═══ DATA EXTRACT

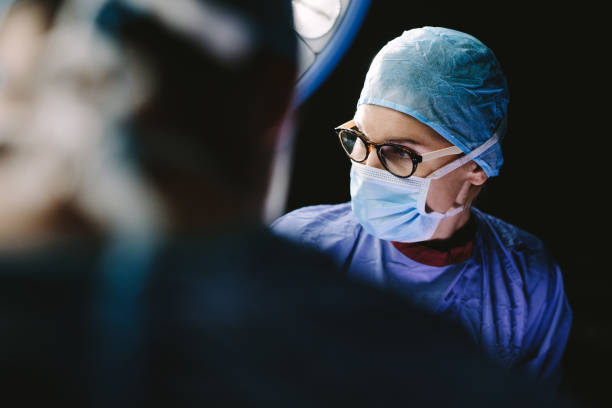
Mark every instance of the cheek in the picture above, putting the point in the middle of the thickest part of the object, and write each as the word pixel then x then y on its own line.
pixel 443 193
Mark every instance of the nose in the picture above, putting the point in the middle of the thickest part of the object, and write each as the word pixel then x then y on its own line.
pixel 373 160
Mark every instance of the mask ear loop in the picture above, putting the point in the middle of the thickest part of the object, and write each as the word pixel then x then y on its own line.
pixel 444 170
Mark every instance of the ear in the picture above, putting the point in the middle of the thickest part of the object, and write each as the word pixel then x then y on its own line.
pixel 477 175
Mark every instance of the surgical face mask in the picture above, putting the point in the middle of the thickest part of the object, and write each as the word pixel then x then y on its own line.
pixel 393 208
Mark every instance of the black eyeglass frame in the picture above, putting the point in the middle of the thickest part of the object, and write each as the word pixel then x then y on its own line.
pixel 414 156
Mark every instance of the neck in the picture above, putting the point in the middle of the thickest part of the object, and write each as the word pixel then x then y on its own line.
pixel 449 226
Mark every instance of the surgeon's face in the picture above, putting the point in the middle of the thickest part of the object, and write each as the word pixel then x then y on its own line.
pixel 387 125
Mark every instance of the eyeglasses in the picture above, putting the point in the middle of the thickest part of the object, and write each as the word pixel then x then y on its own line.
pixel 399 160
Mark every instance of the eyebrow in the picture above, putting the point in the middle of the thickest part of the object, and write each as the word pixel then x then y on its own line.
pixel 395 141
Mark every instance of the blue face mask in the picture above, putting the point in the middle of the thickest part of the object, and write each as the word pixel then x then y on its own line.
pixel 393 208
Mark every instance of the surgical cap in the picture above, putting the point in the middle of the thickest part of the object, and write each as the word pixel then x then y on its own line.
pixel 449 81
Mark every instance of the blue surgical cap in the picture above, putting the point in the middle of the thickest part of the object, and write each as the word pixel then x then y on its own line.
pixel 448 80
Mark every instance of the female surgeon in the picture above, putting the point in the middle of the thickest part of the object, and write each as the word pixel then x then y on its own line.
pixel 424 139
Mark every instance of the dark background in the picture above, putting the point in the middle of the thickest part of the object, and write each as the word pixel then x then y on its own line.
pixel 553 180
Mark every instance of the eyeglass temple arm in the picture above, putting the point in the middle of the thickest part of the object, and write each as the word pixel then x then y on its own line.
pixel 347 125
pixel 425 156
pixel 441 153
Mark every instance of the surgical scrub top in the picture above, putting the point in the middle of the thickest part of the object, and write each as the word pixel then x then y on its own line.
pixel 508 295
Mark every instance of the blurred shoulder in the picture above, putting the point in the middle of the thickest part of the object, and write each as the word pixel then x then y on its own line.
pixel 314 223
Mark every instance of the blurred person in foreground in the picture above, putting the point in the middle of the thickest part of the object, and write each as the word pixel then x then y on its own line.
pixel 425 138
pixel 161 133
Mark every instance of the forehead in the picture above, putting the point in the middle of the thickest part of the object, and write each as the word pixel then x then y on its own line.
pixel 382 124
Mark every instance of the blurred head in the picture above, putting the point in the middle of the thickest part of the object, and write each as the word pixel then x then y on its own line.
pixel 148 112
pixel 222 75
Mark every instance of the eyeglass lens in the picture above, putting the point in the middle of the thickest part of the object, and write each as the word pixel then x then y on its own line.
pixel 396 160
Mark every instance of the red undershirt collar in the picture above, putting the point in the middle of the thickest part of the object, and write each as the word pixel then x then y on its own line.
pixel 453 250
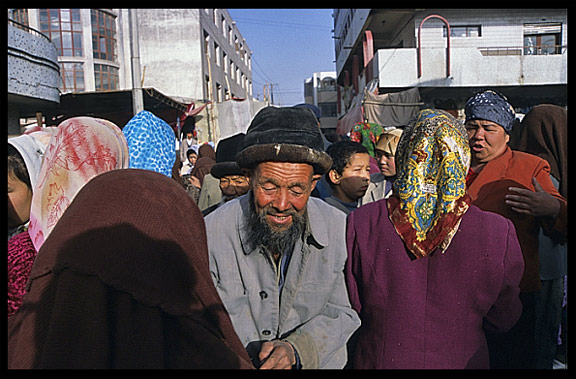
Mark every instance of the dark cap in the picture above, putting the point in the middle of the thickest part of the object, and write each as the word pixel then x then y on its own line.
pixel 288 134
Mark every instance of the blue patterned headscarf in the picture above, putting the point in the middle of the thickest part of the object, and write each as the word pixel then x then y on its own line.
pixel 151 143
pixel 492 106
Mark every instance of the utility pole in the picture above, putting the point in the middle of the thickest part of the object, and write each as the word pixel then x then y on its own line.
pixel 271 93
pixel 137 95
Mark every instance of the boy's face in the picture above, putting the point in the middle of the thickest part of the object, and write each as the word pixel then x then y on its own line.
pixel 386 163
pixel 19 201
pixel 355 178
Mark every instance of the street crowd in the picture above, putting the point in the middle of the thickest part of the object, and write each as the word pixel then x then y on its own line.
pixel 437 245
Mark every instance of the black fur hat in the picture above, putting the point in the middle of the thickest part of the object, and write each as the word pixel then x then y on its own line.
pixel 226 156
pixel 287 134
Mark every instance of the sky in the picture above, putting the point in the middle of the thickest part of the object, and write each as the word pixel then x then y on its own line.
pixel 288 46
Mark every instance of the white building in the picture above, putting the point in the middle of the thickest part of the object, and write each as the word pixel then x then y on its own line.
pixel 320 91
pixel 186 53
pixel 523 53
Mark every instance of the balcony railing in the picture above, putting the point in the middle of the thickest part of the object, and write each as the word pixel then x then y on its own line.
pixel 524 50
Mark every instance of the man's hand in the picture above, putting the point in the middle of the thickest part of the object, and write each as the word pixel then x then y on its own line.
pixel 277 355
pixel 537 203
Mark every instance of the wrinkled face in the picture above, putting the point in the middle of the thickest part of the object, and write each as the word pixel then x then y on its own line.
pixel 281 191
pixel 386 162
pixel 19 201
pixel 233 186
pixel 487 140
pixel 354 180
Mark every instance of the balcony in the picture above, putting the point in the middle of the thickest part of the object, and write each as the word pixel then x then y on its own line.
pixel 469 67
pixel 33 71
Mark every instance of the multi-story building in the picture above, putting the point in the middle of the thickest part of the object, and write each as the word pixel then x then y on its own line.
pixel 33 73
pixel 448 54
pixel 320 91
pixel 191 55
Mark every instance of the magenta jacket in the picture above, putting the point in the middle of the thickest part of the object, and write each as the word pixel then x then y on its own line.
pixel 431 313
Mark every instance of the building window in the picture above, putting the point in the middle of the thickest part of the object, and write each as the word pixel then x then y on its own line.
pixel 72 77
pixel 542 38
pixel 103 35
pixel 463 31
pixel 328 109
pixel 20 16
pixel 105 77
pixel 64 28
pixel 327 84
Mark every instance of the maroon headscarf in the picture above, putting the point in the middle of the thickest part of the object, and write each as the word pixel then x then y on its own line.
pixel 206 159
pixel 123 282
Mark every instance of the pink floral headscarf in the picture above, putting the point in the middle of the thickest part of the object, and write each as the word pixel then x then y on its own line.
pixel 81 148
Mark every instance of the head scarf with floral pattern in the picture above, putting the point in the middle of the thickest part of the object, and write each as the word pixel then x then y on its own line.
pixel 81 148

══════

Reproduce all of the items above word for word, leaving out the pictures.

◆ **CORRECT RESPONSE**
Mark every instance of the cheek in the picture above, putting the point in the middle of the thickest part of the object, and write each as the word pixel then x then y on its own line.
pixel 443 193
Mark every instance of the nose in the picture above, putting the point in the middle of the thickest part of the object, and write each as the word pixel then x then y on its own line.
pixel 373 160
Mark every instance of the mask ear loop in the picture above, putting the point in the middle of the thickest part of the object, and write each as the word pixel then x then y on its own line.
pixel 444 170
Mark every instance of the ear in the picture above, putting the point in the middle of the thickest part of the object, and write each as the word pixel then x then y on its own line.
pixel 477 175
Mark every instance of the surgical face mask in the picture above, putting the point in the middle of the thickest part of the object, and write each as the word pixel then x then y on its own line.
pixel 393 208
Mark every instance of the black eyeglass frame in the picture above, putting the point in the middle of the thickest part of the object, and write each as the word pixel then x then y on its own line.
pixel 414 156
Mark every instance of the neck in the picture above, putting the point in the middle of the thickest part of the object, and write each as the word pixel then x then y on its own line.
pixel 449 226
Mark every instance of the surgeon's face in the picture above, putting the point in the middle of the thickest part of the object, and write each as the word pixel then x then y on its own line.
pixel 387 125
Mark every instance of the eyeglasses in the picture above, putting the point in the middle of the thickest part of the object, and write each as the word pixel then x then y on its own line.
pixel 399 160
Mark every instance of the eyebrow in the picture above, putting the point in the middle of the thickest part of the object, and write each as the word pixel then x then y on its own line.
pixel 395 141
Mark every instance of the blue face mask in the picture above, putting the point in the middle of the thickest part of the object, and write each as the word pixel then x then y on its own line.
pixel 393 208
Mark every instance of the surgical cap in the picture above, putting the point in the middle of the thickest part of the object, and write each as the word pixel then x then y on its own line.
pixel 449 81
Mark every instance of the blue surgical cap in the picture above, putting the point in the middle of the thickest part of the object, and write each as the word pixel then x then y on its own line.
pixel 448 80
Mark every instance of the female surgeon in the picture above, putting the point in the middle of the thickest part of the object, and write each as the word pixel then x then y on its own line.
pixel 424 139
Mark every instance of the dark background in the picture above, putting the point in the middle of the thickest part of the object, and write each as the word pixel then x then y on its own line.
pixel 553 180
Mark every instance of the eyeglass temple arm in the picture above, putting the point in the middle of the thickest part of the object, and write each as the word pixel then x then y on its own line.
pixel 347 125
pixel 425 156
pixel 441 153
Mark every instance of the surgical scrub top in the picture above, putting the point in the middle of the thickest part of the object, and write each as the word pixel then x then y on its own line.
pixel 508 295
Mark every instance of the blurred shoulder in the picture above, putting the point in the middle of the thickest part of the object, and write each as the word pixel then x then y on its own line.
pixel 314 223
Mark every instance of the blurred person in foreground in the picture above, putting the point in the middle of the thickest part of the object, and write each as the word pixel then x then y on its own line.
pixel 425 138
pixel 161 133
Mark every instance of the forehead in the picture above, putting the point in the middle of the thickest part of the object, and write each as the word pixel then x then y on its own line.
pixel 382 124
Mark every instance of the blurred head in the picture above, putting the point in the middle of the thickest part of the object, and write each as the word pixel then x then y on its own line.
pixel 148 112
pixel 222 75
Mark every instance of the eyeglass lens in the picture above, putting the point in the middle of the thickest part of the object, and write each as the word pixel then x then y on its own line.
pixel 396 160
Mark every instance of the red undershirt collar in the picture above, putting the point in the middle of the thickest part of the object, and write each as the word pixel then x then y on its own line.
pixel 453 250
Mark every instance of the dark cap in the picture above, putting the point in the middle of the thickest part of the object, and write each as the word pixel then x then y on its own line.
pixel 288 134
Mark every instance of the blue patterned headscarf in the picture above, putting the point in the middle of the thickest part of the object, and write each as the word pixel then x then y on its own line.
pixel 151 143
pixel 492 106
Mark every instance of the utility pole in the picture above, putting the point in the middle of the thickest part of the object, and write each as the word pixel then x then y on its own line.
pixel 271 93
pixel 137 95
Mark every instance of the boy's face in the picture above, putting the point in the middle of the thickest part of the object, and write each as the word pixel then x then y on its own line.
pixel 386 163
pixel 19 201
pixel 355 178
Mark every instance of the street crowd in the picture above, putting the point in the middle of the thickest part of the object, and write each as the word pixel then x then y on its own line.
pixel 437 245
Mark every instance of the black fur hat in the picture above, putting the point in the middle of the thickest part of the object, and write each as the word pixel then x then y on its own line.
pixel 226 156
pixel 287 134
Mark every instance of the sky in the picture above, putting the point in the middle of the thickest part of the object, and write each as the word pixel then x then y on its own line.
pixel 288 46
Mark every instance of the white building in the picture above, putting the point in the middle of the thickest part of the object, and write each as the word pixel then x then y on its own line.
pixel 320 91
pixel 186 53
pixel 523 53
Mark every instance of the balcony railing in the picture above, putting the point in the middle of the thickest part of the object, and write each as the word pixel then x then y on its own line.
pixel 524 50
Mark every instance of the man's hand in the picture above, putting the point in the middle of the thickest part of the object, and write each as the word pixel then x then y on its own line.
pixel 277 355
pixel 537 203
Mark every instance of the wrinkled face in the picture above, putting the point in the middle of the thickest part of the object, and write each as the word pixel then x then y on its own line.
pixel 281 191
pixel 386 162
pixel 19 201
pixel 233 186
pixel 487 140
pixel 354 180
Mark every instance of the balcony in the picture above, putting the point in the middle of the thickest part of the object, and write each as the word pixel then x then y on its own line.
pixel 469 67
pixel 33 71
Mark every instance of the multi-story building in the picture above, putting the point in the middle of the thickest part of the object, and write each as the word pixel then x then y on its own line.
pixel 33 73
pixel 448 54
pixel 320 91
pixel 191 55
Mark every instance of the magenta jacket in the picture above, putting the point in the middle of the thickest part of the object, and write each as the word pixel then x then y on its own line.
pixel 431 313
Mark every instance of the building window in the picture above, putting the point in the middle of the thickest part of the object, and write each as the word pixel then x then y on its own line.
pixel 72 77
pixel 542 38
pixel 103 35
pixel 463 31
pixel 328 109
pixel 20 16
pixel 105 77
pixel 64 28
pixel 327 84
Mark every instance of the maroon headscarf in the picture above, putting the point in the middle of the thickest part of the object, and write each as the word pixel then x then y on its own line.
pixel 206 159
pixel 123 282
Mark every instance of the pink floral headscarf in the picture above, putting the point in the middle of the thickest part of the object, and write each as the word pixel then x then y on its own line.
pixel 81 148
Mark every instance of the head scarf with floral pattern in the picture above, putting the point in the middle of the thickest part of the object, and write each as the word pixel then x then y on its own line.
pixel 81 148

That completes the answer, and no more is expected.